#### Texte proposé ####

Septembre 2013 /226

Vous avez dit “former l’esprit critique” ?

Le savoir critique constitue une sorte d’idéal à repenser sans cesse

Plus de 20 ans après l’initiation du processus de Bologne, les universités sont soumises à une logique de compétition de plus en plus forte. Aujourd’hui, le mot d’ordre qui préside à leurs activités scientifiques et d’enseignement est celui de performance. Tant pour obtenir des subsides et des contrats de recherche que pour attirer la clientèle étudiante, on pourrait être tenté de privilégier une recherche mainstream (gage de haut facteur d’impact), de préférence appliquée (garantie de bénéfices et d’accès aux financements privés) et de soumettre encore plus les programmes de formation aux exigences du marché pour pouvoir vanter son taux d’insertion professionnelle.

Sans bien sûr nier l’importance du nerf de la guerre, il importe de veiller à ce que la dimension critique qui fonde en principe la qualité du savoir universitaire ne devienne pas le parent pauvre des efforts de productivité et d’attractivité. A cet égard, on ne peut se contenter de borner la notion d’esprit critique au “dépassement des idées reçues” ; un savoir n’est proprement critique que dans la mesure où il est conscient de son propre mode d’élaboration et de sa propre valeur.

Réfléchir aux modes d’élaboration des savoirs, c’est s’interroger sur les enjeux épistémologiques de ceux-ci : quelle est la place d’un savoir parmi l’ensemble des savoirs (scientifiques et non scientifiques) ? De quels autres savoirs est-il solidaire ? Avec quels savoirs entre-t-il éventuellement en tension ? C’est aussi, en perspective méta, prendre en considération les spécificités méthodologiques et les “limites” du point de vue qui guide chaque savoir et, en perspective métis, prendre en compte les points de vue complémentaires ou alternatifs.

Appréhender, “mesurer” la valeur d’un savoir, c’est se demander quels intérêts il sert, à quel type de progrès il contribue, s’il ré-enchante le monde, s’il permet de le rendre plus juste. Ce travail critique doit compléter la dimension disciplinaire ou “dogmatique” de la science “normale” ou paradigmatique. La relativisation (ou déconstruction) critique d’un savoir entend d’ailleurs moins le contester que l’enrichir.

Cela suppose la promotion de projets forts et ambitieux encourageant les prises de risque (et les mises en situation d’incertitude) scientifique – à revers d’une certaine obligation de résultats – aussi bien que pédagogique, en dépit de l’engagement à fournir des learning outcomes utiles aux clients.

#### Entrées brutes ####

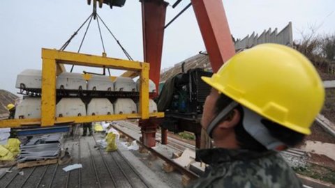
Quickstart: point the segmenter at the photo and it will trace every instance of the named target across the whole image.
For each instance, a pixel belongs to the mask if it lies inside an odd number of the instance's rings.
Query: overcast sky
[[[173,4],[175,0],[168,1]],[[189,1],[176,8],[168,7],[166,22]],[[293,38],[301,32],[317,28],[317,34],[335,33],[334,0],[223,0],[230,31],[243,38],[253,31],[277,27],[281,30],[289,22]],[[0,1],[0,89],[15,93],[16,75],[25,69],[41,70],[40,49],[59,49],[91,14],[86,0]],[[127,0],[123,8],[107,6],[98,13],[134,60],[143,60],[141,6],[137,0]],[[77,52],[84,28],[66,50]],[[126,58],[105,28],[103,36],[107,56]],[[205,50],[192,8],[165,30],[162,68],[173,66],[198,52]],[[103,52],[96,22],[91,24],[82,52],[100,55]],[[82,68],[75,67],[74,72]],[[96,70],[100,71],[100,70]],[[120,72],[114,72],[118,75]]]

####
#### Entrées brutes ####

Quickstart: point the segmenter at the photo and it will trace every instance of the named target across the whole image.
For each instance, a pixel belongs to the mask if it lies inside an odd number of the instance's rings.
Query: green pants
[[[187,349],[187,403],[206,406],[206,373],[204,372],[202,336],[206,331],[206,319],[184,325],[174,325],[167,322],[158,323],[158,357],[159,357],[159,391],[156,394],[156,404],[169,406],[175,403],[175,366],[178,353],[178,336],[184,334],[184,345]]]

####
#### Entrées brutes ####

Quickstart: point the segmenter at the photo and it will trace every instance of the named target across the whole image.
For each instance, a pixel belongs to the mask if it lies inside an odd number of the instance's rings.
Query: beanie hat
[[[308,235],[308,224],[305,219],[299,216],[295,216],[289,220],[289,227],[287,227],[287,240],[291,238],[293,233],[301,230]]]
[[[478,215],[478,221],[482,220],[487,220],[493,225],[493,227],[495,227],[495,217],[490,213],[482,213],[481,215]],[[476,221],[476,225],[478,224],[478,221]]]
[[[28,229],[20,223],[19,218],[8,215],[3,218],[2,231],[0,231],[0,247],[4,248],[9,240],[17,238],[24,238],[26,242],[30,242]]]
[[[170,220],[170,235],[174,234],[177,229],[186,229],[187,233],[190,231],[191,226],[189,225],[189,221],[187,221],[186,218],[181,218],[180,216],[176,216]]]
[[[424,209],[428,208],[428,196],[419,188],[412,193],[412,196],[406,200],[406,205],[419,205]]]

####

Consignes de l'exercice ->
**a)** Dans le texte sur l'esprit critique, reformulez sous forme de liste le paragraphe qui commence par « Réfléchir aux modes d'élaboration des savoirs », en conservant ses idées principales.
**b)** Rédigez la suite du texte sur l'esprit critique à partir de sa dernière phrase.
Les entrées ne servent pas à la réalisation de l'exercice.

Réponses aux consignes ->
**a)**
Réfléchir aux modes d'élaboration des savoirs consiste à :
- s'interroger sur leurs enjeux épistémologiques :
  - la place d'un savoir parmi l'ensemble des savoirs, scientifiques et non scientifiques ;
  - les savoirs dont il est solidaire ;
  - les savoirs avec lesquels il entre éventuellement en tension ;
- en perspective méta, prendre en considération les spécificités méthodologiques et les « limites » du point de vue qui guide chaque savoir ;
- en perspective métis, prendre en compte les points de vue complémentaires ou alternatifs.

**b)**
Ces projets peuvent s’appuyer sur des cours d’épistémologie, d’histoire des sciences, d’éthique, de responsabilité sociale… mais ne peuvent s’y limiter. Le développement de la démarche critique demande en effet qu’on s’y attelle dans le plus grand nombre d’occasions, à titre individuel au sein de cours existants (s’interroger avec les étudiants sur les circonstances et questions qui ont fait d’un sujet ou d’une thématique un objet de recherche ; étudier les enjeux théoriques et sociétaux de dispositifs techniques, de pratiques, etc. ; s’intéresser à la contribution de populations à des avancées scientifiques, celles des gays américains dans l’étude du sida par exemple) et à titre collectif dans des dispositifs transversaux et intégratifs (communautés de recherche, modules interdisciplinaires, travail sur/à partir de dilemmes, étude de problèmes ou construction de projets avec des interlocuteurs socialement contrastés, etc.).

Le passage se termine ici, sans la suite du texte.